Document text
Now, right until the beginning of the 19th century,
it was believed that this was the one and only possible geometry,
and that this is how the world actually was.
And so the discovery of Euclidean geometry in its rules had a deep,
philosophical and religious significance for many people,
because it showed that human thinking could get at part of the ultimate truth of reality.
And so there was a major shock to the system when the early 19th century
mathematicians discovered that you could invent other geometries,
which were logically self-consistent, but they were not Euclidean.
So they were geometries which applied on curved surfaces.
So if you looked at a Euclidean triangle in a curved mirror,
you would see a rather bent triangle.
And so all of a sudden, mathematics was about the free invention of rules and regulations,
which just had to be logically consistent.
And they didn't actually have to have examples in the real world that you could point at.
And people started writing peculiar books and pamphlets with titles like non-Euclidean forms of government
or non-Euclidean economics, that non-Euclidean became a sort of byword for something
that was relativist and anti-establishment and so forth.
So I think this is one of the messages of modern mathematics
is that it works jolly well as a description of nature.
It doesn't have to, but you can invent any structures you want.
Mathematical existence just means it's logically self-consistent.
Margaret Boisheim, can I come to the point of the nature of mathematics,
whether it's a process of discovery, whether mathematics are there,
whether calculus is there, whether Newton and Leibniz discovered it or not,
or whether mathematics is there, or whether it's an invention.

Brief 1
Name every person mentioned by name in the passage on non-Euclidean geometry.
Brief 2
Answer these from the passage on non-Euclidean geometry:
(a) Until what point in time was Euclidean geometry believed to be the only possible geometry?
(b) On what kind of surfaces did the newly invented geometries apply?
(c) What does mathematical existence mean, according to the speaker?
Brief 3
Carry on the passage on non-Euclidean geometry from its last line.
The items play no part in this work.

Provided material
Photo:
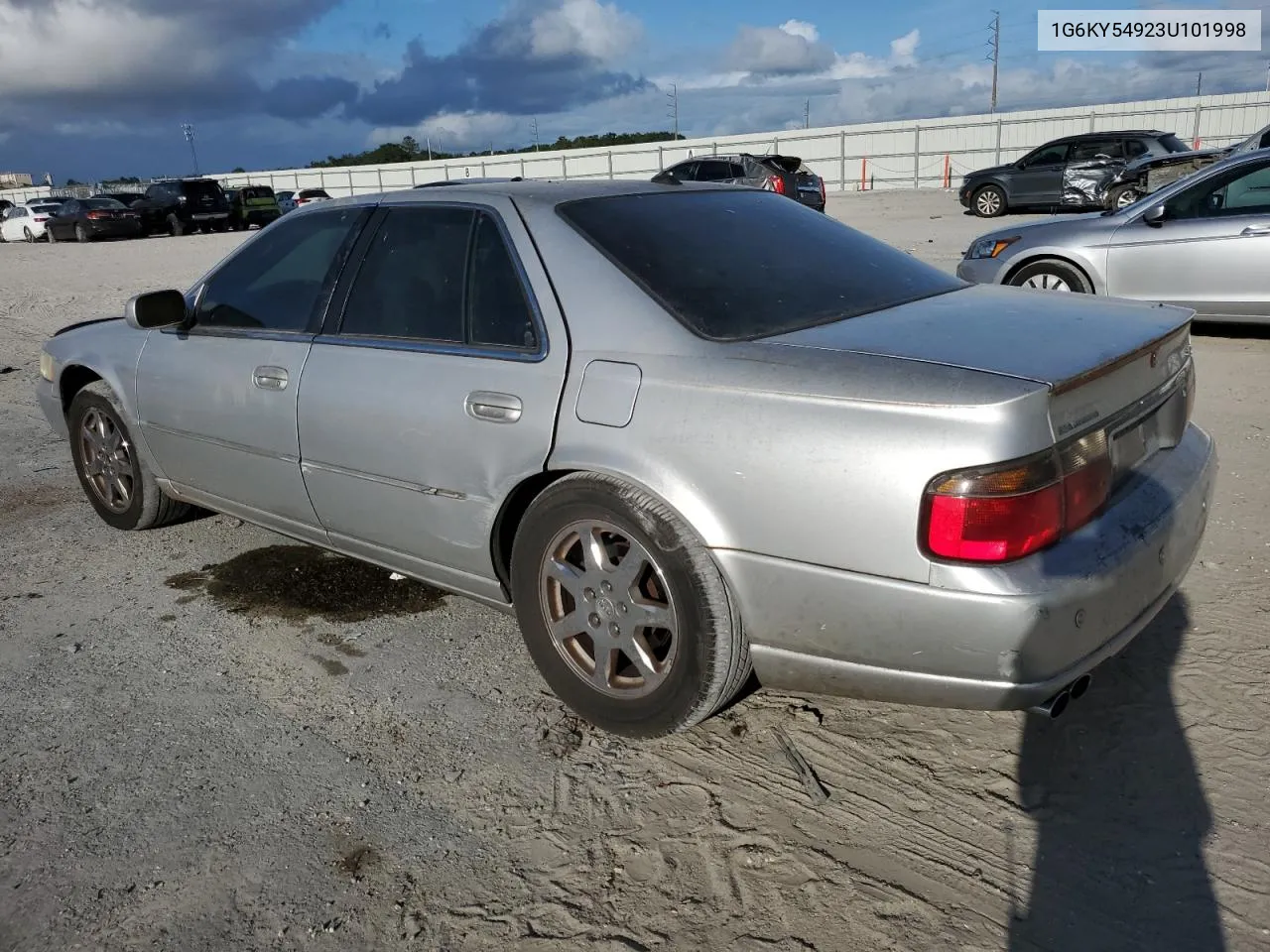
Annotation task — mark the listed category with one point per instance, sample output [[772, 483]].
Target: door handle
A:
[[495, 408], [271, 377]]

Exercise result 1
Margaret Boisheim, Newton, Leibniz

Exercise result 2
(a) Until the beginning of the 19th century.
(b) Curved surfaces.
(c) That it is logically self-consistent.

Exercise result 3
They don't exist without being observed.
Could you give us your views on that?
Yes, the question is generally put in that terms,
is it discovered or invented?
And I think that that is actually a little bit of a wrong way
of characterising the problem.
And I think I agree with what John has just said,
that I have always believed that mathematics is the language of pattern.
It is the formal language in which we can discuss formally the properties of patterns and relationships between various patterns.
And as John said, because the world is structured, because it's not complete chaos, there must be patterns in it.
So it's not surprising that we find mathematical patterns in nature.
But I don't think that necessarily means that those patterns are invented.
However, what I do reject is the notion that those patterns have some archetypal transcendent,
existence without conscious human beings there to find them.
So if there were on other planets, there are not mathematics on other planets.
Other planets without human beings do not have mathematics?
Well, it doesn't have to be human beings, but I think there has some conscious,
yes, conscious intelligent life.
Absolutely.
I mean, I would argue that in the absence of conscious intelligent beings,
there is no such thing as numbers.
The numbers don't have a platonic or Pythagorean transcendent existence.
in and of themselves.
Sorry, but how can you believe both that the university's
universe is ordered, as you said a few sentences ago,
and that it doesn't exist without an observer?
The universe has an existence.
Then the question is...
Well, isn't it its existence to a great extent
dependent on its mathematics?
As three of you have been argued.
Yes, I don't think the existence of the universe
is dependent on mathematics at all.
I think that mathematics is a language,
that we have found, which is an extremely powerful language because it's a language that can discuss the formal properties of patterns.
But don't you think the part of the order is due to the working of mathematics?
I ask Ian Stewart to come in here, and I'll come back to you.
Yes.
I think I'm going to sit on the fence a little bit here, but there are two possibilities here.
One is that human mathematics is our understanding of something that is genuinely there as a basic ingredient.
of the universe, that the gob was a mathematician and that we are picking up bits and pieces of it.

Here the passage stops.